● **To do**
Reproduce the data below verbatim, line by line, preserving order, spacing, and punctuation.

============================================================

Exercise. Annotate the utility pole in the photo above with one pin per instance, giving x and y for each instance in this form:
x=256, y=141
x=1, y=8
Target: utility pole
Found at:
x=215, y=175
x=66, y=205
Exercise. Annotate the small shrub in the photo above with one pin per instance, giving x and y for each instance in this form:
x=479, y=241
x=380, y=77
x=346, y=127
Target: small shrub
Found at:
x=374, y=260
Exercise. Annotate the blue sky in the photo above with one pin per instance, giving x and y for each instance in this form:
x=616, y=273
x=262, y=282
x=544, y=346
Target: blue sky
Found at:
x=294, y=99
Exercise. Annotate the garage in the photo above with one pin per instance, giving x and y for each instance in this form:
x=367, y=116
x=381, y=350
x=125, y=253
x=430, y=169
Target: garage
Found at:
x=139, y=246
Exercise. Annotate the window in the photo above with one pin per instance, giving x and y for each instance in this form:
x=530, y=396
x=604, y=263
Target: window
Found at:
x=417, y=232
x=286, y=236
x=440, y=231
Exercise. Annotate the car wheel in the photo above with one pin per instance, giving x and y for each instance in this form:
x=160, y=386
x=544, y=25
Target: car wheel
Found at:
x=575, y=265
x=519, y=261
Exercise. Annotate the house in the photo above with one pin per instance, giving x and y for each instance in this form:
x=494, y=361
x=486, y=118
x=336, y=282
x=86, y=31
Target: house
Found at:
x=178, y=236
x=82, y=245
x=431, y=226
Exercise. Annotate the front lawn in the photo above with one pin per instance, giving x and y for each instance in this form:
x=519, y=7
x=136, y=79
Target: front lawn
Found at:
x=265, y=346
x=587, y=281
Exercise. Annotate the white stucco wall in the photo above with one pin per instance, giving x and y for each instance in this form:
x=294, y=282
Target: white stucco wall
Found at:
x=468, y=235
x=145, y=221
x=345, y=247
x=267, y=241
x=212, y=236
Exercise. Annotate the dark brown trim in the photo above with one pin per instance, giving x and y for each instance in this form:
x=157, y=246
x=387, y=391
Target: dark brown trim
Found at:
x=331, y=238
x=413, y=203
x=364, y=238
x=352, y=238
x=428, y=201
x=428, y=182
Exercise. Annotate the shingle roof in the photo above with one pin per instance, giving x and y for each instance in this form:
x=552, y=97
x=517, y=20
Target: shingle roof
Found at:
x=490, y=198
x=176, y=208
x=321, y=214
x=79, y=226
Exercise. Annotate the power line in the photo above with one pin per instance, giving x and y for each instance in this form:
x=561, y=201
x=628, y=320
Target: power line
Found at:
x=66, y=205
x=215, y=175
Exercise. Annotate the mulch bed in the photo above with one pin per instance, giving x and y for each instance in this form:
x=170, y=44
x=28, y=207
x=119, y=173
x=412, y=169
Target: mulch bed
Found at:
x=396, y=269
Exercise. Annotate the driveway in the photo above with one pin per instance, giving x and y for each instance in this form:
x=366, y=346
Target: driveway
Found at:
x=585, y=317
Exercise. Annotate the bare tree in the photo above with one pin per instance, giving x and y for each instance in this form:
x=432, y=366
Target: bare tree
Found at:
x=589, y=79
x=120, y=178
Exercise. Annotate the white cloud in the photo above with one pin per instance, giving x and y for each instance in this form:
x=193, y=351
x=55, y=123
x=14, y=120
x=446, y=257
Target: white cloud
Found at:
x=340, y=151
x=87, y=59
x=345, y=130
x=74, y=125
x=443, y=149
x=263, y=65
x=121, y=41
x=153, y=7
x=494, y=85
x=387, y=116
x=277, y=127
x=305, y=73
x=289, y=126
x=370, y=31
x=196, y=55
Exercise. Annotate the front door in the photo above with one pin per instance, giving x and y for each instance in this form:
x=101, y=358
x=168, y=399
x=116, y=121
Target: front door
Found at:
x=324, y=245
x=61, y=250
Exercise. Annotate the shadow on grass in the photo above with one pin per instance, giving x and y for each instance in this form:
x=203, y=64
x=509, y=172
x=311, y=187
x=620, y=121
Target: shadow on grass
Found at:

============================================================

● **Reply**
Exercise. Annotate the utility pole in the photo above with one pin per instance, giving x and y for each instance in this form:
x=256, y=141
x=1, y=8
Target: utility pole
Found at:
x=215, y=175
x=66, y=205
Exercise. Annotate the small shrub in the photo above with one pin per instance, giving x and y for each instance in this form:
x=479, y=241
x=380, y=77
x=346, y=127
Target: small shrub
Found at:
x=374, y=260
Exercise. Annotate the blue sky in the photo above with one pin per instance, giving x and y for each instance in this form:
x=616, y=273
x=262, y=282
x=544, y=346
Target: blue sky
Found at:
x=294, y=99
Exercise. Annotate the garage in the photo above with one pin per instance, giving x and y for each instance in this form:
x=367, y=116
x=381, y=350
x=125, y=253
x=430, y=169
Target: garage
Found at:
x=139, y=246
Exercise. Annotate the window in the photo above with one pin per instance, giving x and y for each instance in this form:
x=530, y=396
x=604, y=263
Target: window
Found at:
x=417, y=232
x=286, y=236
x=440, y=231
Exercise. Annotate the car wheel in the photo above with one pin per instance, giving x and y for each instance in this form:
x=160, y=386
x=544, y=25
Target: car wheel
Found at:
x=575, y=265
x=519, y=261
Exercise. Annotate the house in the photo above with one pin per instance, giving x and y for each instance in this form:
x=494, y=361
x=486, y=118
x=336, y=282
x=86, y=31
Target: house
Found at:
x=178, y=236
x=82, y=245
x=431, y=226
Exercise. Annotate the front lawn in the photo above with one pin per instance, giving x and y for each instance in this form:
x=519, y=7
x=136, y=79
Target: front lawn
Found at:
x=265, y=346
x=587, y=281
Exercise. Annotate the white stucco wall in the photo above with one pin per instance, giving x and y for each instance in this form:
x=294, y=282
Target: white stucco wall
Found at:
x=468, y=235
x=145, y=221
x=345, y=247
x=267, y=241
x=212, y=236
Exercise. Annotate the dark brown trim in the photo above with one pin per instance, giving x and y for each instance in this form:
x=157, y=246
x=387, y=391
Target: dark brown trim
Found at:
x=331, y=238
x=413, y=203
x=364, y=238
x=352, y=238
x=428, y=201
x=428, y=182
Exercise. Annotate the shingle roof in the photo above with one pin per instance, giving x and y for each instance in this form:
x=552, y=97
x=517, y=20
Target: shingle roof
Found at:
x=490, y=198
x=176, y=208
x=321, y=214
x=79, y=226
Exercise. Annotate the power line in the photo above with one pin per instance, giving x and y for each instance in this form:
x=561, y=201
x=628, y=320
Target: power line
Found at:
x=66, y=205
x=215, y=175
Exercise. Annotate the mulch bed in the photo above with one pin per instance, giving x and y for each instance in this form:
x=170, y=44
x=28, y=207
x=119, y=173
x=412, y=169
Target: mulch bed
Found at:
x=396, y=269
Exercise. Annotate the driveway in the photo above with one pin per instance, giving x and y for each instance in this form:
x=366, y=346
Target: driveway
Found at:
x=585, y=317
Exercise. Annotate the bare tree in the photo above with one pin per instance, giving x and y for each instance in this form:
x=432, y=366
Target: bare tree
Found at:
x=589, y=79
x=120, y=178
Exercise. Annotate the white cloud in the photo above with one pin per instance, giving x and y for each instance in this form:
x=193, y=351
x=55, y=123
x=14, y=120
x=446, y=257
Target: white cloud
Found at:
x=340, y=151
x=87, y=59
x=345, y=130
x=74, y=125
x=443, y=149
x=263, y=65
x=121, y=41
x=153, y=7
x=494, y=85
x=387, y=116
x=277, y=127
x=305, y=73
x=289, y=126
x=370, y=31
x=196, y=55
Exercise. Annotate the front door in the photo above with one pin per instance, giving x and y for each instance in this form:
x=101, y=358
x=168, y=399
x=116, y=121
Target: front door
Found at:
x=324, y=245
x=61, y=250
Exercise. Annotate the shadow on grass in the photo above with one pin per instance, giving x and y for each instance in this form:
x=203, y=64
x=509, y=172
x=311, y=187
x=620, y=121
Target: shadow on grass
Found at:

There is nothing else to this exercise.